Ruth never showed signs of any illness or distress throughout her pregnancy or whelping, nor now. She is shaking off the sadness of the lost babies and focusing on those that are strong and thriving, same as I am.

Ruth and the three puppies today
Ruth and the R Litter Puppies
R Litter Puppy Closeup

Ruth and the puppies go in on Thursday morning to York Vet for examinations and tail docking and dew claw removal. Ruth will have a full exam with blood work done to make sure there is nothing identifiable/viral as the cause. It really could be anything from random congenital abnormalities, a reaction to flea/tick preventative or Ruth unknowingly ingesting poisoned mice. We may never know. But we’re going to do a full blood panel to rule out anything identifiable (brucellosis, canine herpes, a parvo exposure breaking through her vaccination, etc.).

I really appreciate the Griffon breeder community for their insights and talking through theories and next steps with me on this litter. It helps to hear other breeders similar/worse experiences and how to best react and move forward.

(One totally random thing that came up in all of this is that a FB dog friend asked about the bottom of the whelping box. This is a very well-heated interior room of the house. So here’s the layout of the bottom of the whelping box: mom and puppies on top, pine shavings, plywood under the whelping box, tarp that goes under the entire whelping box and kennel and is zip tied to the kennel wire, horse trailer pads that are like wrestling mat type material that is under the entire tarp and kennel, linoleum, cement floor. The puppies are not laying directly on a wood floor of a barn or house. I have tried blankets, towels, and carpet scrap as fabric alternatives but I have found that they are so dangerous, along with gross and unsanitary. The bitch will dig up any fabric I put under them and then I find the puppies and mom all wadded up in a scary way. So I ditched fabric years ago and found that this works best for us. Where there is bare wood showing is where Ruth has shoved the wood chips out of her way.)

Ruth looks healthy and is moving around well, this is her spontaneously running to me this morning, I didn’t call her to get her to run just for a photo. She is producing milk and tending to the puppies as she should be.

▬▬▬▬▬▬▬▬▬▬

_ASSIGNED TASK 1_
From the passage about Ruth's litter, copy the words starting at "Ruth and the three" and ending at "and move forward.".
_ASSIGNED TASK 2_
In the passage about Ruth's litter, where are Ruth and the puppies going on Thursday morning?
_ASSIGNED TASK 3_
Go on with the passage about Ruth's litter from its last sentence.

[Stored data entries]
▬▬▬▬▬▬▬▬▬▬

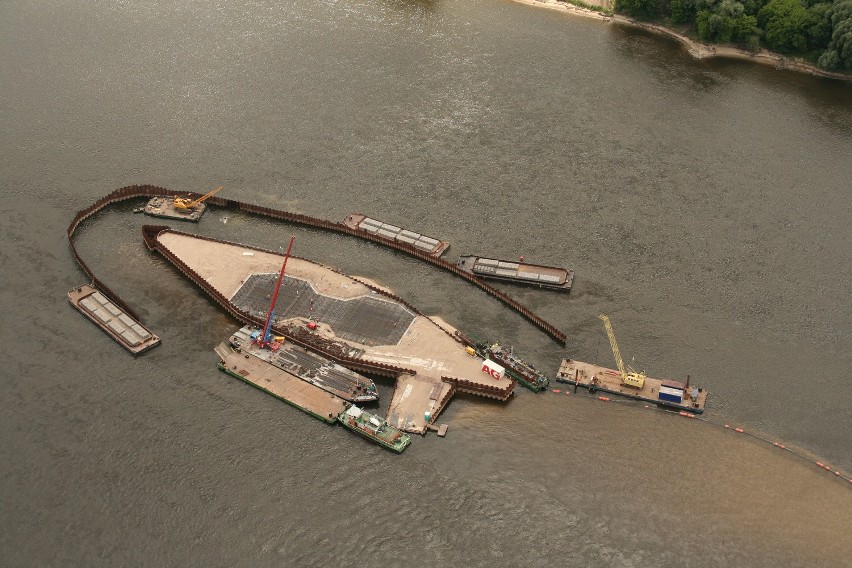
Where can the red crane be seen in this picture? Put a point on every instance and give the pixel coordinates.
(266, 340)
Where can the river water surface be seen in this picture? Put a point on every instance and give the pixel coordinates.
(704, 205)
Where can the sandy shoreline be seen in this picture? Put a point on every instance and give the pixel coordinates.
(697, 49)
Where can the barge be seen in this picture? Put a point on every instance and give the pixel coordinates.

▬▬▬▬▬▬▬▬▬▬

_EXPECTED OUTPUT 1_
Ruth and the three puppies today
Ruth and the R Litter Puppies
R Litter Puppy Closeup

Ruth and the puppies go in on Thursday morning to York Vet for examinations and tail docking and dew claw removal. Ruth will have a full exam with blood work done to make sure there is nothing identifiable/viral as the cause. It really could be anything from random congenital abnormalities, a reaction to flea/tick preventative or Ruth unknowingly ingesting poisoned mice. We may never know. But we’re going to do a full blood panel to rule out anything identifiable (brucellosis, canine herpes, a parvo exposure breaking through her vaccination, etc.).

I really appreciate the Griffon breeder community for their insights and talking through theories and next steps with me on this litter. It helps to hear other breeders similar/worse experiences and how to best react and move forward.

_EXPECTED OUTPUT 2_
They are going to York Vet.

_EXPECTED OUTPUT 3_
Ruth is looking healthy as a mama

So there are two girls and a boy. At this time, all are spoken for. I have decided that I’ve had enough stress with the move, the holidays and having a one year-old pup Sally that I am going to hold off on keeping a puppy myself (so they will all go to owners on my reservation list). Obi and Ruth are young enough to breed again and we’ll be making sure (as much as we possibly can) that we control the environment for potential hazards such as: hold off of flea/tick medication during breeding and gestation (even though the packaging says it is safe) and making sure our immediate neighbors aren’t setting out bait poison for raccoons or poisoning mice without us knowing.

The reality is that we may never know what caused the angel puppies (but obviously I’ll let you know if I find something out). So we’ll just keep trying and praying and hoping for the best.

“Find us ready, Lord, not standing still/find us working and loving and doing your will/find us ready Lord, faithful in love/building the kingdom both here and above/building the kingdom with mercy and love.” – “Find Us Ready”, a newer Catholic hymn by Tom Booth

I will be back on Sunday with the One Week Old pupdate!

Sally’s first wild bird retrieve

Sally brought this woodcock to Charles on Friday

Charles had the day off on Friday and took Sally back out by herself for some South Carolina woodcock. They got into a few more and connected with this one. The first one a week or so ago, Sally found it and just stood there sniffing it, not sure what to do. This time, she picked it up and brought it to Charles. The retrieve in the field is usually the last basic hunting skill that they pick up. Birds are stinky and sharing is not a natural instinct. It takes lots of training and practice to get to this point where they bring the bird back to you. Sally is Ruth’s full sister from Chief and Fire’s litter last year (both Chief and Fire are retired from breeding now). This picture is another great reminder of what this is all about.